### 抜粋文
<<<<
先日,名古屋の裁判所の期日に出廷した際に,司法修習生の傍聴がありました。

裁判官からそれを伝えられたとき,私は独特の気恥ずかしさを覚えました。

 

というのも,司法修習生は,実際の裁判を傍聴することで裁判実務を勉強することになるのですが,これはそれぞれの事件をいわば「教材」とすることになります。

ですので,事件の記録や経緯に加えて,訴訟代理人の訴訟活動についても,修習生どうしや裁判官との間で検討の対象とされることになるのです。

 

私も,司法修習生時代には,担当の裁判官と事件の論点や訴訟の見通しについて議論するとともに,「訴訟代理人の訴訟活動について,どう思ったか」ということも話し合っていました。

特に,私の配属先は地方の小規模庁だったのもあり,担当裁判官は丁寧に対応してくださったので,「自分が訴訟代理人だったら,どうしたか」や「訴訟代理人の一つ一つの行為について,どのような意味があったか」についても,細かなところまで話し合うことができました。

そこで,「弁護士の活動が裁判官からどう見られているか」という視点を学べたことは,今でも大きな糧になっています。

 

ただ,先日の期日でも,期日は代理人にとっては真剣勝負の場ですので,私もやりとりに集中し,司法修習生の目が気になるということはなかったのですが,あの後,事件について裁判官と司法修習生との間でどのような検討がなされたのかは気になるところです。

 

司法修習生にとって,少しでもよい「手本」となるべく,日ごろから研鑽を深めていきたいと思ったできごとでした。
>>>>
### 抽出データ
<<<<
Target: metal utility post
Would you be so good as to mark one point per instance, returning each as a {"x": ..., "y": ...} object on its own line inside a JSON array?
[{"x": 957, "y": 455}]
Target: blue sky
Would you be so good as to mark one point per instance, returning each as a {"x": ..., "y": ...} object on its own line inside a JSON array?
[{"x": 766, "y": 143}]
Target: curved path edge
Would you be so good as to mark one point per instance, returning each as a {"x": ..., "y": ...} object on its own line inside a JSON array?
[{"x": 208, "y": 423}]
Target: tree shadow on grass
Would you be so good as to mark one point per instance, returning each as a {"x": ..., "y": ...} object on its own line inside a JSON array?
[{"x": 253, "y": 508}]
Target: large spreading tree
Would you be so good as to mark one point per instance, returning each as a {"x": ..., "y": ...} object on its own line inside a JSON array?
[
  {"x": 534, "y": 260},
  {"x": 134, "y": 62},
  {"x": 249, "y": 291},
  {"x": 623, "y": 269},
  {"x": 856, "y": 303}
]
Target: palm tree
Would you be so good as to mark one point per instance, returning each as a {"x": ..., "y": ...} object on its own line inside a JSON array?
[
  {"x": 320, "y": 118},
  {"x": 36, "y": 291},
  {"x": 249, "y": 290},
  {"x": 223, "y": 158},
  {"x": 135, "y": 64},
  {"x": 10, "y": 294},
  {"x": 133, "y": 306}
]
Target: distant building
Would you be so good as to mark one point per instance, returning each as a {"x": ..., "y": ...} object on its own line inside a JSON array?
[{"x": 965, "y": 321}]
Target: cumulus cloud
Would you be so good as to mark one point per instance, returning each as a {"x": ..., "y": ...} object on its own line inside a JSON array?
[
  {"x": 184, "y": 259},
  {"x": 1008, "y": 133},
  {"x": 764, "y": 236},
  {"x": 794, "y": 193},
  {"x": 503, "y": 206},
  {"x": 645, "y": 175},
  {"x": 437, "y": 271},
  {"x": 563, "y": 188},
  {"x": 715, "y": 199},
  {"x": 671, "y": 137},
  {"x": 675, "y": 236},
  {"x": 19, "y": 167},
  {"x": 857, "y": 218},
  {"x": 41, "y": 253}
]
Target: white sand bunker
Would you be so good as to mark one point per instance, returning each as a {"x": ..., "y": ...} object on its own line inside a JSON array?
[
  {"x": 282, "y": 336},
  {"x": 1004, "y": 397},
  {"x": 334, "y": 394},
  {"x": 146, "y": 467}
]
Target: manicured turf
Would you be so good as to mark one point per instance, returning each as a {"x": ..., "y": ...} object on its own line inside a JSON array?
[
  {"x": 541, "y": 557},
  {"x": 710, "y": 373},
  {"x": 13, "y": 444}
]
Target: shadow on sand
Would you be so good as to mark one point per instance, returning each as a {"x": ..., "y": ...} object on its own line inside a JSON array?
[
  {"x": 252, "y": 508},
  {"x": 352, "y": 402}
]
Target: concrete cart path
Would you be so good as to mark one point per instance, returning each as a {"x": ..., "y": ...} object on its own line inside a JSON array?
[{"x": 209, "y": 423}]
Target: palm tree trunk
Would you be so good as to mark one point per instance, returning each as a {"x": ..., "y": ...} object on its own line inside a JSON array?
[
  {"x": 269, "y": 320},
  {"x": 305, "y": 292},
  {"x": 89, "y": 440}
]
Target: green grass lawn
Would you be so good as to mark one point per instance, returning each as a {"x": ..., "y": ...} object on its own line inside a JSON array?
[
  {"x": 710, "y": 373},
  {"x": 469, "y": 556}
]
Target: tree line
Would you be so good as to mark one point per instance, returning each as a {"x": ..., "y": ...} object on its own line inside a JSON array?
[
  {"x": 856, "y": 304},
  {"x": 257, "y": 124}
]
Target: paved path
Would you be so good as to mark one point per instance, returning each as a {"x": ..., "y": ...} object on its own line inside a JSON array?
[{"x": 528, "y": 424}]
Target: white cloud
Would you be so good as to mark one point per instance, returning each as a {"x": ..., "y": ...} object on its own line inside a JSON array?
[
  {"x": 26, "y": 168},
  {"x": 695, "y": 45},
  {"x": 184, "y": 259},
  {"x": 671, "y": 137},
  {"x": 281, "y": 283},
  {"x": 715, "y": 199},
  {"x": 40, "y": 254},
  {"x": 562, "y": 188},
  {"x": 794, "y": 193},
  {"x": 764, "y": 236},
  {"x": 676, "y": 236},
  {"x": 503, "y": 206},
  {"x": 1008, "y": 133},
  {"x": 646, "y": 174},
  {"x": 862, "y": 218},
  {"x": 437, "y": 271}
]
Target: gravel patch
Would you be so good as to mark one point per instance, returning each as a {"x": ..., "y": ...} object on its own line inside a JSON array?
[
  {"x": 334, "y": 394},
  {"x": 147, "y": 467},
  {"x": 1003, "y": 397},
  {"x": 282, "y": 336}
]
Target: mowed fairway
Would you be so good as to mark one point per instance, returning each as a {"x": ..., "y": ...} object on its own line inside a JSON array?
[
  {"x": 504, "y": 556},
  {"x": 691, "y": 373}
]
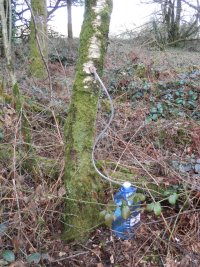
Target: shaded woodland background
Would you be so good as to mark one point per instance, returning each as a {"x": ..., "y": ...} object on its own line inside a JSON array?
[{"x": 153, "y": 76}]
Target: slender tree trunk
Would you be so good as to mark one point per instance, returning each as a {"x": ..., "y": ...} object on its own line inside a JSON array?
[
  {"x": 81, "y": 182},
  {"x": 38, "y": 38},
  {"x": 178, "y": 19},
  {"x": 7, "y": 41},
  {"x": 69, "y": 19}
]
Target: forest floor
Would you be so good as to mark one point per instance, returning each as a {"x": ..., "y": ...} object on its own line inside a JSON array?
[{"x": 154, "y": 138}]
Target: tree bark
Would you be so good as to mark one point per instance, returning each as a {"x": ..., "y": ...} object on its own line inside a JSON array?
[
  {"x": 7, "y": 41},
  {"x": 80, "y": 179},
  {"x": 38, "y": 38},
  {"x": 69, "y": 19}
]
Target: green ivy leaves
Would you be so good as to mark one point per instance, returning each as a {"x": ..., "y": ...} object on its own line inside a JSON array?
[{"x": 155, "y": 207}]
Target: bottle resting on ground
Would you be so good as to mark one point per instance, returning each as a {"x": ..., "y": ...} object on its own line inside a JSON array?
[{"x": 125, "y": 228}]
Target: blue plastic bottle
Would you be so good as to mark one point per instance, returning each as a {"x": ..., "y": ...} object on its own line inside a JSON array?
[{"x": 122, "y": 228}]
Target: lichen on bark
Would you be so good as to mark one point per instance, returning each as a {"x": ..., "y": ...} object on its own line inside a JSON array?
[
  {"x": 38, "y": 34},
  {"x": 80, "y": 179}
]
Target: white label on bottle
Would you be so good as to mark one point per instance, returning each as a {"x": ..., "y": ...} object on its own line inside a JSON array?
[{"x": 135, "y": 220}]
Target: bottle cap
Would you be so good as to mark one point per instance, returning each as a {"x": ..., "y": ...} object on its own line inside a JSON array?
[{"x": 126, "y": 184}]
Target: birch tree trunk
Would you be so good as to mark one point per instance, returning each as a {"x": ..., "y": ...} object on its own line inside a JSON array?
[
  {"x": 79, "y": 177},
  {"x": 69, "y": 19},
  {"x": 38, "y": 38},
  {"x": 7, "y": 41}
]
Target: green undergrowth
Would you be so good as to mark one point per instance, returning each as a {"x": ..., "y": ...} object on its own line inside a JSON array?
[{"x": 175, "y": 98}]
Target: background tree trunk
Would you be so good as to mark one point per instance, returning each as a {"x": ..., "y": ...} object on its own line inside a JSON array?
[
  {"x": 38, "y": 35},
  {"x": 6, "y": 40},
  {"x": 69, "y": 19},
  {"x": 81, "y": 184}
]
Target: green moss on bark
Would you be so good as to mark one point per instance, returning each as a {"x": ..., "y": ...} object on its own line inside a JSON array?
[
  {"x": 38, "y": 28},
  {"x": 80, "y": 178}
]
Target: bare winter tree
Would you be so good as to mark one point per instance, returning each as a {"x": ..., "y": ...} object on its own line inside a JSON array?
[{"x": 80, "y": 179}]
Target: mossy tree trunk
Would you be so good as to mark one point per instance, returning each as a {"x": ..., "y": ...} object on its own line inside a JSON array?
[
  {"x": 38, "y": 38},
  {"x": 69, "y": 19},
  {"x": 7, "y": 40},
  {"x": 81, "y": 184}
]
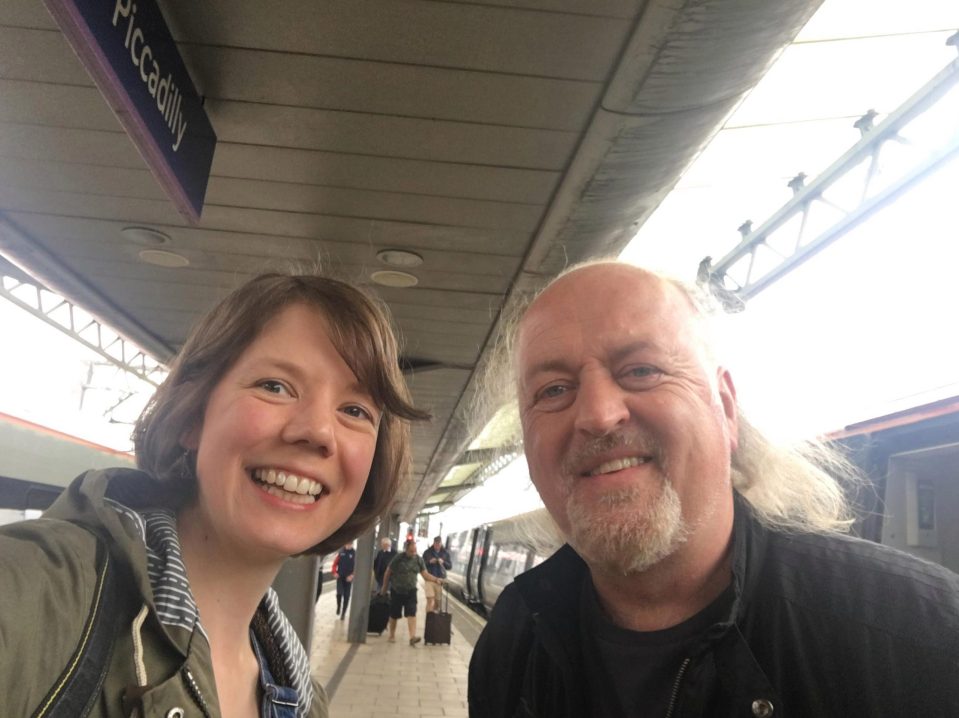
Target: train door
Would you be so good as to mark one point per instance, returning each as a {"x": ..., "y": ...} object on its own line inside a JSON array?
[
  {"x": 922, "y": 504},
  {"x": 481, "y": 541}
]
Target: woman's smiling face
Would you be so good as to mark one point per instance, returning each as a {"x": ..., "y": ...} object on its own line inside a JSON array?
[{"x": 286, "y": 444}]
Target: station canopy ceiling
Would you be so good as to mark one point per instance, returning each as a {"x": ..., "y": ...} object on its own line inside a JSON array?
[{"x": 499, "y": 141}]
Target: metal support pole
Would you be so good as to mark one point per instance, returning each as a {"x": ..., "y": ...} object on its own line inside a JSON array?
[{"x": 362, "y": 586}]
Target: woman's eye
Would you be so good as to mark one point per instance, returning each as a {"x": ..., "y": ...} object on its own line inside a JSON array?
[
  {"x": 359, "y": 412},
  {"x": 274, "y": 387}
]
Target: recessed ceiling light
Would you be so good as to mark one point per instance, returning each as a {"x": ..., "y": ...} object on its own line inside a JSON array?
[
  {"x": 399, "y": 258},
  {"x": 389, "y": 278},
  {"x": 145, "y": 236},
  {"x": 162, "y": 258}
]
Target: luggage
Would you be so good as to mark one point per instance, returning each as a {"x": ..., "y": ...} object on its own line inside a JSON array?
[
  {"x": 379, "y": 614},
  {"x": 439, "y": 624}
]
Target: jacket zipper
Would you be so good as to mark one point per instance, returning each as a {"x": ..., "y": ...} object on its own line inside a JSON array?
[
  {"x": 675, "y": 694},
  {"x": 194, "y": 690}
]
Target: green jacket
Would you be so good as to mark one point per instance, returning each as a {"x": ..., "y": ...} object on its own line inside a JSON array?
[{"x": 48, "y": 574}]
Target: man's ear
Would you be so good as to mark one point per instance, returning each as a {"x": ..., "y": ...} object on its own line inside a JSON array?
[{"x": 727, "y": 395}]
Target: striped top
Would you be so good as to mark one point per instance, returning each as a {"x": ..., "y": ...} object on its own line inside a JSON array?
[{"x": 176, "y": 607}]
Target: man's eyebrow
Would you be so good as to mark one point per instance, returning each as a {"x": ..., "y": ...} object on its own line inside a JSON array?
[
  {"x": 560, "y": 364},
  {"x": 547, "y": 365},
  {"x": 640, "y": 345}
]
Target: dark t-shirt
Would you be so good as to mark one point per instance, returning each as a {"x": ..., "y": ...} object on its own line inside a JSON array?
[{"x": 630, "y": 674}]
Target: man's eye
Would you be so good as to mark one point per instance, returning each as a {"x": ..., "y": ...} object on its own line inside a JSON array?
[
  {"x": 552, "y": 392},
  {"x": 274, "y": 387}
]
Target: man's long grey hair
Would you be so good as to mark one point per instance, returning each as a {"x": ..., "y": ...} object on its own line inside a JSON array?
[{"x": 797, "y": 488}]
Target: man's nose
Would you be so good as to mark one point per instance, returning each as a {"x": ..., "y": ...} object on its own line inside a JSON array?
[
  {"x": 600, "y": 405},
  {"x": 312, "y": 422}
]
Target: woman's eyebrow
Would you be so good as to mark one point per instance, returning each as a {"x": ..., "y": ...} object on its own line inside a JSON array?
[{"x": 285, "y": 365}]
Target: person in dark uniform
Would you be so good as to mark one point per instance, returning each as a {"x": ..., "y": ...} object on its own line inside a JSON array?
[
  {"x": 345, "y": 565},
  {"x": 382, "y": 561}
]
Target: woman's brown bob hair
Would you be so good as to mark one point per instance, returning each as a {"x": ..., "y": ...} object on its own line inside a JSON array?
[{"x": 361, "y": 332}]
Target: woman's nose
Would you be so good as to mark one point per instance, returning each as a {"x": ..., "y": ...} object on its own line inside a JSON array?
[
  {"x": 312, "y": 422},
  {"x": 601, "y": 405}
]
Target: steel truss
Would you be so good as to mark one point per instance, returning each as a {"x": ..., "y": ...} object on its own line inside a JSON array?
[
  {"x": 761, "y": 258},
  {"x": 79, "y": 325}
]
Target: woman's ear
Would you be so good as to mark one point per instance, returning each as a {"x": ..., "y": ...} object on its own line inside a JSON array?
[{"x": 190, "y": 440}]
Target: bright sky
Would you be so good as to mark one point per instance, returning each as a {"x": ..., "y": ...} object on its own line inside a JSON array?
[
  {"x": 51, "y": 379},
  {"x": 864, "y": 328}
]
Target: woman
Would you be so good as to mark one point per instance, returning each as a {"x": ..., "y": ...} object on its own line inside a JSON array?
[{"x": 280, "y": 430}]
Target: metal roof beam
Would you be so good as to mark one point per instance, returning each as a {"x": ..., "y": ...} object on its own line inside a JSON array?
[
  {"x": 775, "y": 261},
  {"x": 76, "y": 323}
]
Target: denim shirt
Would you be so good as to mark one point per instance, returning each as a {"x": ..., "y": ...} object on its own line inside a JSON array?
[{"x": 278, "y": 701}]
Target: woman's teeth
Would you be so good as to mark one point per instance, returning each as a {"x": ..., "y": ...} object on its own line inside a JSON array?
[{"x": 288, "y": 486}]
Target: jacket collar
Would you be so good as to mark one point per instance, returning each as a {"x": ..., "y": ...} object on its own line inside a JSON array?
[{"x": 552, "y": 589}]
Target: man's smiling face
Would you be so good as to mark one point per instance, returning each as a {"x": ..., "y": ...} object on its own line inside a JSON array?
[{"x": 628, "y": 423}]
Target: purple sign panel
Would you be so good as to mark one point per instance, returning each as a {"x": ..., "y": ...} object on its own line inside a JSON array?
[{"x": 127, "y": 48}]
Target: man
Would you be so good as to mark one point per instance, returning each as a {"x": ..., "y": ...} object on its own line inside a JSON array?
[
  {"x": 705, "y": 574},
  {"x": 343, "y": 567},
  {"x": 437, "y": 560},
  {"x": 381, "y": 561},
  {"x": 401, "y": 576}
]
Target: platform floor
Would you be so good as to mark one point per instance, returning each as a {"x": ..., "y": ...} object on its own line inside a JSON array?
[{"x": 379, "y": 678}]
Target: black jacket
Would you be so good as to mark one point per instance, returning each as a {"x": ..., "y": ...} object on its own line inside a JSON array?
[{"x": 821, "y": 626}]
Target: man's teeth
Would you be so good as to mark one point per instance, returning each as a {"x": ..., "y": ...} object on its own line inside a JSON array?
[
  {"x": 287, "y": 483},
  {"x": 618, "y": 465}
]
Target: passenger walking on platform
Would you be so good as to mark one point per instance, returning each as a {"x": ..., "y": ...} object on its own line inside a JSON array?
[
  {"x": 381, "y": 561},
  {"x": 438, "y": 562},
  {"x": 343, "y": 568},
  {"x": 280, "y": 430},
  {"x": 401, "y": 576},
  {"x": 706, "y": 572}
]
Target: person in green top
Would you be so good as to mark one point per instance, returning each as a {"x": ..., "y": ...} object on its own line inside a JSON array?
[{"x": 402, "y": 571}]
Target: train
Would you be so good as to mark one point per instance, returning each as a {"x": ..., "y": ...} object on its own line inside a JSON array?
[{"x": 486, "y": 558}]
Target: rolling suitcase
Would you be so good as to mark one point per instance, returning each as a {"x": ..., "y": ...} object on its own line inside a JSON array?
[
  {"x": 379, "y": 614},
  {"x": 439, "y": 624}
]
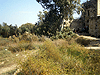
>>>>
### 理解度チェック
a: 抜粋文の「ですので,事件の記録や経緯に」から「で話し合うことができました。」までを、一字も変えずに書き写してください。
b: 抜粋文で「特に,私の配属先は」で始まる段落を、主な内容を保ったまま箇条書きにまとめてください。
c: 抜粋文によると、筆者は司法修習生時代に担当裁判官とどのような事柄を議論し、話し合ったのでしょうか。書かれているものをすべて挙げてください。

### 解答
a:
ですので,事件の記録や経緯に加えて,訴訟代理人の訴訟活動についても,修習生どうしや裁判官との間で検討の対象とされることになるのです。

 

私も,司法修習生時代には,担当の裁判官と事件の論点や訴訟の見通しについて議論するとともに,「訴訟代理人の訴訟活動について,どう思ったか」ということも話し合っていました。

特に,私の配属先は地方の小規模庁だったのもあり,担当裁判官は丁寧に対応してくださったので,「自分が訴訟代理人だったら,どうしたか」や「訴訟代理人の一つ一つの行為について,どのような意味があったか」についても,細かなところまで話し合うことができました。

b:
- 配属先は地方の小規模庁だった。
- 担当裁判官が丁寧に対応してくれた。
- 「自分が訴訟代理人だったら、どうしたか」について、細かなところまで話し合えた。
- 訴訟代理人の一つ一つの行為にどのような意味があったかについても、細かなところまで話し合えた。

c:
- 事件の論点
- 訴訟の見通し
- 訴訟代理人の訴訟活動について、どう思ったか
- 自分が訴訟代理人だったら、どうしたか
- 訴訟代理人の一つ一つの行為について、どのような意味があったか